In the records that follow, find the line with "as [[743, 482]]."; from there, retype every line exactly through the line with "as [[548, 440]].", which also belongs to the answer.

Natural-language object grounding data
----------------------------------------
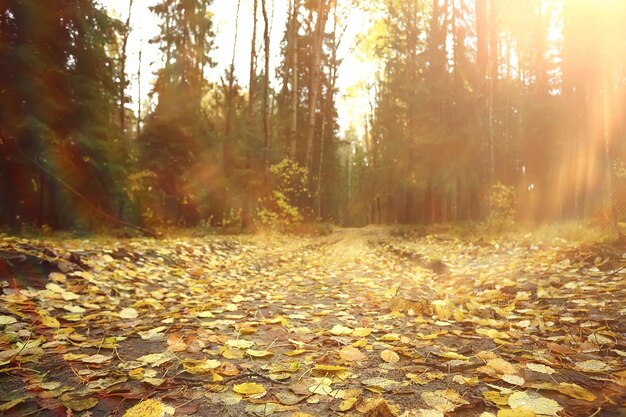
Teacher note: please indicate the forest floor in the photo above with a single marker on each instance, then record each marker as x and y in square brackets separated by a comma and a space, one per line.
[360, 322]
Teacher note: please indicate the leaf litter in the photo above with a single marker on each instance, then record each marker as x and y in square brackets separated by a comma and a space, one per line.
[356, 323]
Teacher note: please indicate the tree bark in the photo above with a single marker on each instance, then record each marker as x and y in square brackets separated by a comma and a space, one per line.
[266, 94]
[246, 212]
[293, 132]
[314, 83]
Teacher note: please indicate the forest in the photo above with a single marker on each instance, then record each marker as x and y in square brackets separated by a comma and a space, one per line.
[313, 208]
[476, 109]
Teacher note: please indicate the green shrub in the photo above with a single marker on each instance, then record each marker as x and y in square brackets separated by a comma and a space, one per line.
[501, 207]
[279, 211]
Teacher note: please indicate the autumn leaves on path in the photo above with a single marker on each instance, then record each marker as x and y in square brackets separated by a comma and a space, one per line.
[355, 323]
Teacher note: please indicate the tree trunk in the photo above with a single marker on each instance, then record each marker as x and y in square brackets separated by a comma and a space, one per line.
[227, 157]
[123, 58]
[246, 212]
[314, 83]
[293, 132]
[266, 97]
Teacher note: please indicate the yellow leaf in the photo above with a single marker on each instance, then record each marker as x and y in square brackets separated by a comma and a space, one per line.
[240, 344]
[96, 359]
[249, 388]
[462, 380]
[296, 352]
[149, 408]
[339, 330]
[492, 333]
[516, 412]
[350, 354]
[8, 405]
[390, 337]
[136, 373]
[6, 320]
[362, 332]
[74, 356]
[443, 400]
[534, 402]
[513, 379]
[454, 355]
[330, 368]
[258, 353]
[128, 313]
[593, 366]
[496, 398]
[501, 366]
[348, 403]
[543, 369]
[389, 356]
[81, 404]
[50, 321]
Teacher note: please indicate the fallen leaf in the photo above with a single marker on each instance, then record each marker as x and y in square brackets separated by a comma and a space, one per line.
[339, 330]
[534, 402]
[516, 412]
[128, 313]
[351, 354]
[593, 366]
[150, 408]
[249, 388]
[443, 400]
[389, 356]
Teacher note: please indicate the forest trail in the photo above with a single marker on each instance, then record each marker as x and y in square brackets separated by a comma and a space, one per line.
[360, 322]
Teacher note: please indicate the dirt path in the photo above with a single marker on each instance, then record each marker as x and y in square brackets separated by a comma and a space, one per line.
[354, 323]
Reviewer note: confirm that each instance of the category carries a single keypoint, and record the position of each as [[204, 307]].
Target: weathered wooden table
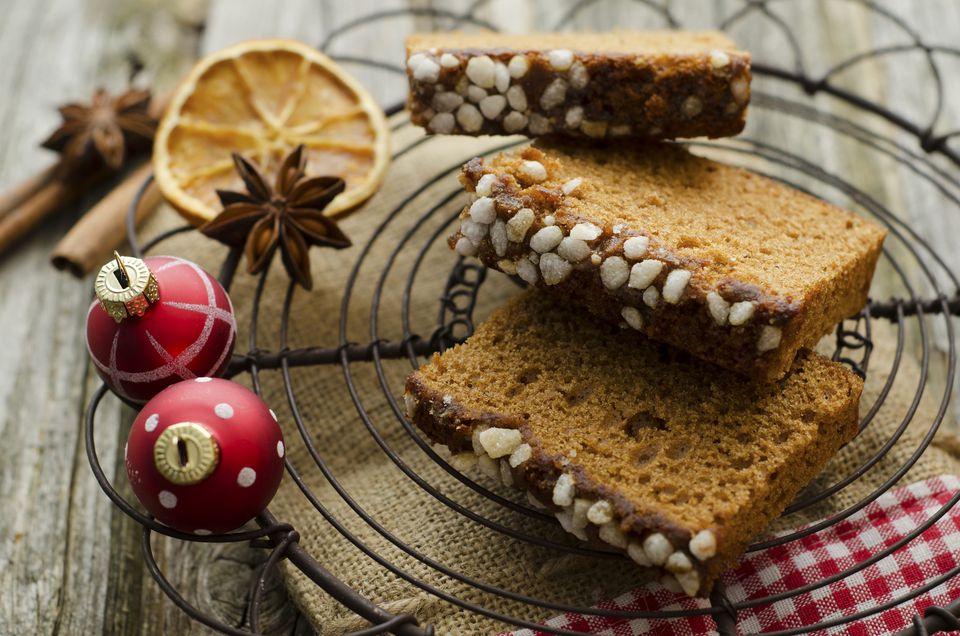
[[69, 562]]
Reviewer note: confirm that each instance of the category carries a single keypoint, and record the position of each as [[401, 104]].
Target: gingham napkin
[[812, 558]]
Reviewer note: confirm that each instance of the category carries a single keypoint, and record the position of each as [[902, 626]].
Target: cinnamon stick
[[103, 228], [20, 193], [52, 196]]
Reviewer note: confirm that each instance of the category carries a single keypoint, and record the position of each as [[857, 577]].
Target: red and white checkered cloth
[[812, 558]]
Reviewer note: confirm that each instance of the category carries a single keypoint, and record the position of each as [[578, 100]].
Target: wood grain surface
[[69, 562]]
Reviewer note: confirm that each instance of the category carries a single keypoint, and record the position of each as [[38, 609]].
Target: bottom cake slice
[[673, 460]]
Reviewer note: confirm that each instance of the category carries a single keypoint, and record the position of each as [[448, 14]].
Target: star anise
[[104, 131], [288, 216]]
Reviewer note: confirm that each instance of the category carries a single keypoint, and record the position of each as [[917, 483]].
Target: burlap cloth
[[402, 507]]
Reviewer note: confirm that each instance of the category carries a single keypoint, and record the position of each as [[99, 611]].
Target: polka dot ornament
[[229, 489]]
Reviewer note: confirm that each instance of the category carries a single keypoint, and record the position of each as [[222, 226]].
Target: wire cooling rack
[[930, 297]]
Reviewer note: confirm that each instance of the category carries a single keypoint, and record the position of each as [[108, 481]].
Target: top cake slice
[[657, 85], [738, 269]]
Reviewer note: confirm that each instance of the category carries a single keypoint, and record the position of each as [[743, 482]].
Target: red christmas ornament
[[205, 456], [155, 322]]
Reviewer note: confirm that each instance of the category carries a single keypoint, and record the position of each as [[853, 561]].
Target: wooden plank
[[69, 561], [42, 370]]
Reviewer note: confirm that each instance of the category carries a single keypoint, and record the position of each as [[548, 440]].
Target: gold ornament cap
[[186, 453], [126, 287]]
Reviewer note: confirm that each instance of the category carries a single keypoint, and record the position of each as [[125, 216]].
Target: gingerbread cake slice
[[657, 85], [630, 442], [738, 269]]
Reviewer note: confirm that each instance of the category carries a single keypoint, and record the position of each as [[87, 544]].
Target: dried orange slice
[[263, 98]]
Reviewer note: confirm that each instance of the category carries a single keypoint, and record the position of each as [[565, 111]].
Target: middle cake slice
[[738, 269]]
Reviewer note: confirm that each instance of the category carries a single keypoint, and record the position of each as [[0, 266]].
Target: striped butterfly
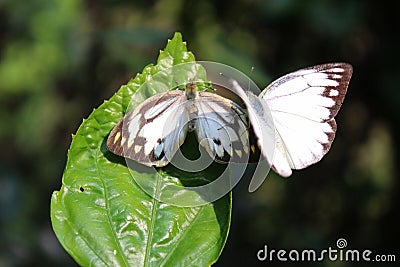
[[152, 132], [298, 111]]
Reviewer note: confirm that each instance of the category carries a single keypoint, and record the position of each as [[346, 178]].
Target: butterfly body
[[153, 131], [292, 121]]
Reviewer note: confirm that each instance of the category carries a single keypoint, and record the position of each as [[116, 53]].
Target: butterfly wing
[[221, 128], [152, 132], [303, 106]]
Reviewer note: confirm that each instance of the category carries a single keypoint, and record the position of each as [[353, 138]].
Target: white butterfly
[[152, 132], [302, 105]]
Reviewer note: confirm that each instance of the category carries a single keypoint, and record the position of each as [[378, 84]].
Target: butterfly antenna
[[250, 74]]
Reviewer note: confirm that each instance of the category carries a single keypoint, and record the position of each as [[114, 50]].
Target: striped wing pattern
[[153, 131]]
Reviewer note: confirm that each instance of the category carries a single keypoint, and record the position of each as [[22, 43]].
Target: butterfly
[[297, 111], [152, 132]]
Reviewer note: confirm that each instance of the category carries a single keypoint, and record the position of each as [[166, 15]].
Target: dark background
[[60, 59]]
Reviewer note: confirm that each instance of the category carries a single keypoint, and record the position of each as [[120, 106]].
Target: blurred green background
[[59, 59]]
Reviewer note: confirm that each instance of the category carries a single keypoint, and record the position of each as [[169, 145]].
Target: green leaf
[[102, 217]]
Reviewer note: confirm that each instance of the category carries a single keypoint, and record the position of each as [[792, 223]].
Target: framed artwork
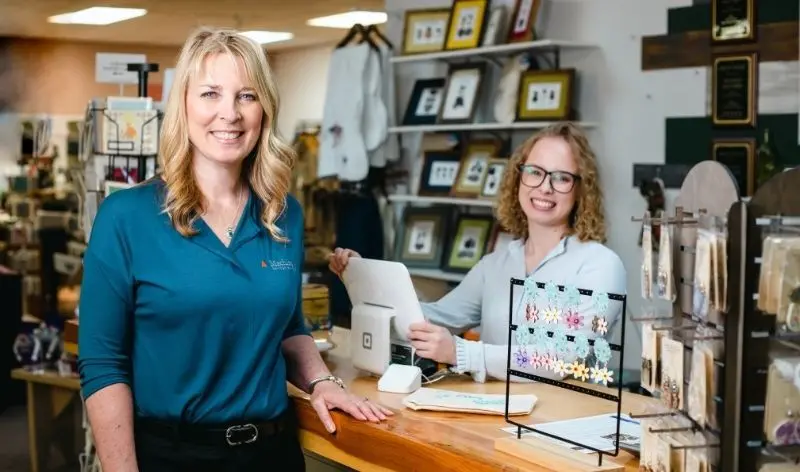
[[494, 176], [419, 243], [465, 28], [496, 27], [111, 186], [461, 93], [439, 173], [474, 165], [739, 156], [425, 30], [523, 21], [499, 239], [469, 242], [545, 95], [425, 102]]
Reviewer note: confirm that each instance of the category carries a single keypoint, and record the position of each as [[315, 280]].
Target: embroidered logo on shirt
[[281, 264]]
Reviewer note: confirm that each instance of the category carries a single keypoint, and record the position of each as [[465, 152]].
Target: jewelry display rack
[[706, 195], [571, 385], [750, 333]]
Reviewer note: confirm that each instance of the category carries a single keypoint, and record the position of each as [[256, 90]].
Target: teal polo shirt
[[192, 326]]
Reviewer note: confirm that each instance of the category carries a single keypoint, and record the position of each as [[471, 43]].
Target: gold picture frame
[[466, 24], [546, 95], [474, 165], [425, 30]]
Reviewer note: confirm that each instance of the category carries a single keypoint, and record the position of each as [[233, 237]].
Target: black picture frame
[[455, 78], [452, 161], [438, 221], [421, 86]]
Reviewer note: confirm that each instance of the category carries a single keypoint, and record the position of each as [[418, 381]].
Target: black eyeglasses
[[560, 181]]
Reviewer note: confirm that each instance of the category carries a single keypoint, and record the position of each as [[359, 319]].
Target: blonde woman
[[191, 319], [550, 201]]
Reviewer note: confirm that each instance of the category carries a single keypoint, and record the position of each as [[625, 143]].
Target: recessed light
[[264, 37], [347, 20], [97, 16]]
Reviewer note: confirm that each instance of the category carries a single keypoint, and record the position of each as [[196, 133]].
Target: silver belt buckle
[[232, 434]]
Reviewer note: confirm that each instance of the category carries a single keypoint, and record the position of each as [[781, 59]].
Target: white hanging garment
[[389, 150], [506, 98], [342, 151]]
----------------------------------------
* _FINISHED EXERCISE_:
Reviewer note: confirm that each instance of the category carries a single keypoint, and record the position of each as [[743, 482]].
Target: red christmas ornament
[[205, 456], [155, 322]]
Reviewer note: confirm that each instance of the category carries a single keypoint, and record the position of each as [[853, 561]].
Target: wooden plank
[[69, 561], [42, 370]]
Reviewer note: confirm that each instance of the category carries a single keypoint, and record the position of each as [[548, 440]].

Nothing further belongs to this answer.